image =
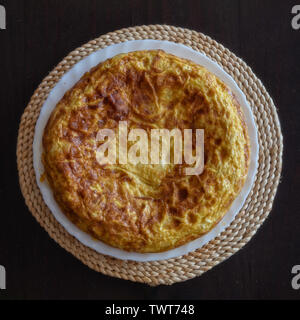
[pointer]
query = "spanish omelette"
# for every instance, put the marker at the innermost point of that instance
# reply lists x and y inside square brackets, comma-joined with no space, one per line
[145,208]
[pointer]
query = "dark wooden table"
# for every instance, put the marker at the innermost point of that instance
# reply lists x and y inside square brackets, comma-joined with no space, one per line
[40,33]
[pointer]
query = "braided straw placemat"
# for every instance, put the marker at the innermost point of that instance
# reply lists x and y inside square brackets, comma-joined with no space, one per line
[258,203]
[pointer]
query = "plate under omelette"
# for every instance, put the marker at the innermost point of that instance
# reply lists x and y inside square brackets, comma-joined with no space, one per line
[145,208]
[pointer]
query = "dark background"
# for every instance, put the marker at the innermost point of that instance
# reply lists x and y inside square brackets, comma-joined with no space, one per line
[39,34]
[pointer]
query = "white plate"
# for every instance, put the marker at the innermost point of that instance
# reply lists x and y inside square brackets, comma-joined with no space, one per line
[72,77]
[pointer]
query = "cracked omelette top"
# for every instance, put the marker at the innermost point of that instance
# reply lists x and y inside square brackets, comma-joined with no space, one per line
[145,208]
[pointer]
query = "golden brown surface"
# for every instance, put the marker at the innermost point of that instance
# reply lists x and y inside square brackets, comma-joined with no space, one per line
[145,208]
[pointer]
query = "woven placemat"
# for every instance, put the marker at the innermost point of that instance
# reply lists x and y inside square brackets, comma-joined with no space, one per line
[248,220]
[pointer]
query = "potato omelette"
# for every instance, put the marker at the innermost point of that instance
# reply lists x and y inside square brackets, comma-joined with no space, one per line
[146,207]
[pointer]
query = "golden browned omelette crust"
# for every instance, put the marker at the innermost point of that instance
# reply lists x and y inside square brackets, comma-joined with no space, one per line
[145,208]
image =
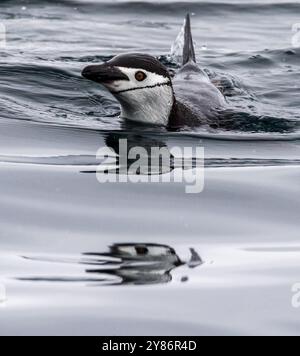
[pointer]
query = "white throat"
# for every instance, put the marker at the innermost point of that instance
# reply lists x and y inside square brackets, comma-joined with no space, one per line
[148,101]
[149,105]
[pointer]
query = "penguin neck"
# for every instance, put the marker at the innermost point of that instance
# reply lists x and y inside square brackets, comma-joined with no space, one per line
[150,106]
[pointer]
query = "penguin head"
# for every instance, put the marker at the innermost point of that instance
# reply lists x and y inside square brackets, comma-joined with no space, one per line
[140,83]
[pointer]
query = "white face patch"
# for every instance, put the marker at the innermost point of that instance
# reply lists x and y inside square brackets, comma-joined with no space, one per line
[150,80]
[147,97]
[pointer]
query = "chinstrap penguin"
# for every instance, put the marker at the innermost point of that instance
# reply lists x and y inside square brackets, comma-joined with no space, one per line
[147,93]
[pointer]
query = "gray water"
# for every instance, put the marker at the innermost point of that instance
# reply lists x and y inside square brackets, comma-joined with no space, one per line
[79,257]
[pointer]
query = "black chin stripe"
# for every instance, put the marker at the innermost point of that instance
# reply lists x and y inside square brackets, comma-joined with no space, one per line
[146,87]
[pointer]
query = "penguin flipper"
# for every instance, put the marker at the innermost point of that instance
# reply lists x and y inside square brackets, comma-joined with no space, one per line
[188,48]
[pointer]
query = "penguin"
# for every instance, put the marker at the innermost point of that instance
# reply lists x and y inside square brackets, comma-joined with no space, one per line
[149,95]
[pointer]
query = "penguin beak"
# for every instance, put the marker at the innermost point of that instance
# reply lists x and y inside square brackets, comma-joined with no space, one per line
[103,73]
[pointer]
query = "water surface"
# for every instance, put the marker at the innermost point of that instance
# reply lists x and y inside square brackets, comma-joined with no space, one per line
[79,257]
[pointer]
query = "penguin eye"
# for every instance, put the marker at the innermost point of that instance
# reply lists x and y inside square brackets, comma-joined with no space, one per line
[140,76]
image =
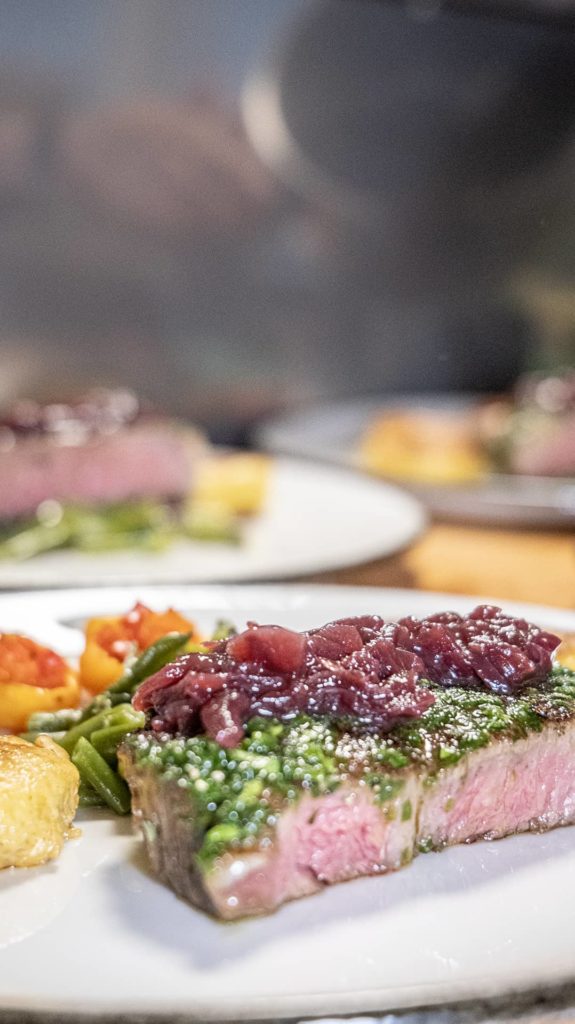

++++++++++++++++++++

All of the records above should be reproduced exactly, with the pictures left out.

image =
[pointer]
query = "spanish omelette"
# for every instance, put the marker at the innermost point of that instance
# reply lists x and y inside square brackets, comma-joined with no space, one per line
[145,208]
[pointer]
query = "dark wooden table"
# for every instance, put the marker at the innermost point of that instance
# reply lists x and y inside square brackets, comma-joined with no space, one per line
[40,33]
[pointer]
query = "braided straw placemat"
# for every instance, put the marker at the innermost point of that instance
# reply lists x and y inside square brackets, comma-joined with no space, one per line
[258,203]
[pointer]
query = "plate under omelette"
# for every instance, put the marker at the innermost point of that instance
# reply lists x and y inside square brackets, comma-joined with no space, one per line
[145,208]
[pointer]
query = "dark background"
# for every instance, put the marker at the innermost point of that instance
# reply lists x and y inside square brackets, comma-joined with no space, one per line
[39,34]
[pointer]
query = "white plate"
# for every instance, put the marker at the innermost point of that instance
# reply lists x and y inside square brackets, comma-joined with no space, one per line
[72,77]
[pointer]
query = "cracked omelette top"
# for every instance, put the marker at the innermost point of that instance
# reply lists x and y inside square brackets, comma-joined with no space, one per line
[145,208]
[pointer]
query = "golden brown surface"
# for every instance, put the marker at the innermost point of that instance
# reply lists x and y inside square brackets, comma-joined with no space, one per line
[145,208]
[pointer]
query = "woven placemat"
# for every instance, put the marker at the innermost point of that instance
# reply lists x and y inside square brackets, comma-joined with no space, one per line
[248,220]
[pointer]
query = "potato omelette"
# for every instance, put the marker at the innermost point of that instance
# reply lists x and y inside square brackets, comma-joined with no space, one per line
[146,207]
[pointer]
query = "golden browned omelette crust"
# for every instance, put the marker at the innermost point of that instance
# reply lists x and y inside square brackets, comma-joined with no space, one per line
[145,208]
image =
[pointer]
query = "white throat"
# for every instance, put the marker at the innermost point of that instance
# reply lists x and y inside square brackets, comma-joined with no space, one per line
[148,101]
[149,105]
[pointer]
query = "penguin neck"
# for every instance, put the marker at the innermost point of that instance
# reply lists x and y inside square brackets, comma-joined with no space, one per line
[150,106]
[pointer]
query = "penguin head"
# for every instance, put the marker at the innermost point of that instance
# reply lists x and y inside square brackets, comma-joined with no space, one per line
[140,83]
[pointer]
query = "white face patch"
# for every instance, put the marker at the innermost point of that instance
# reply lists x and y inside square brackets, comma-joined with no space, one per line
[150,80]
[147,97]
[pointer]
query = "chinstrap penguin"
# for every instance, put the marker at the innermost point of that instance
# reply lists x and y inside square brackets, comma-joined with no space, one per line
[147,93]
[pointer]
query = "gray water"
# for every instance, put the marker at the innermost point of that instance
# reply lists x and y inside square brackets, comma-joined with no space, one per line
[79,257]
[pointer]
query = "black chin stripe"
# for every instance, put the marker at the innermost point of that instance
# reply lists x and y inside square brackets, comma-joined with no space, one per line
[146,87]
[pointer]
query = "penguin flipper"
# for every instance, put the marker at the innermost point of that instance
# reply lists x and y inside square brackets, comma-joined with no space, one per line
[188,48]
[pointer]
query = "penguin"
# for every instance, put the marker at the innermost point of that instance
# reply lists x and y inside square brackets, comma-joined with no space, one per line
[149,95]
[pointer]
query = "penguin beak"
# for every instance, put the marker at the innermost point of that instance
# reply lists x and y inside square brackets, comma-joined with no space, one per line
[103,73]
[pointer]
query = "water surface"
# for every instance, put the marker at the innermost point of that instance
# reply lists x and y inside square brackets, comma-joined with no space, one per line
[79,257]
[pointer]
query = "penguin eye"
# for every instance, put the marker at the innermost point of that instance
# reply lists x and y inside square brackets, comma-joined with no space, one per line
[140,76]
image =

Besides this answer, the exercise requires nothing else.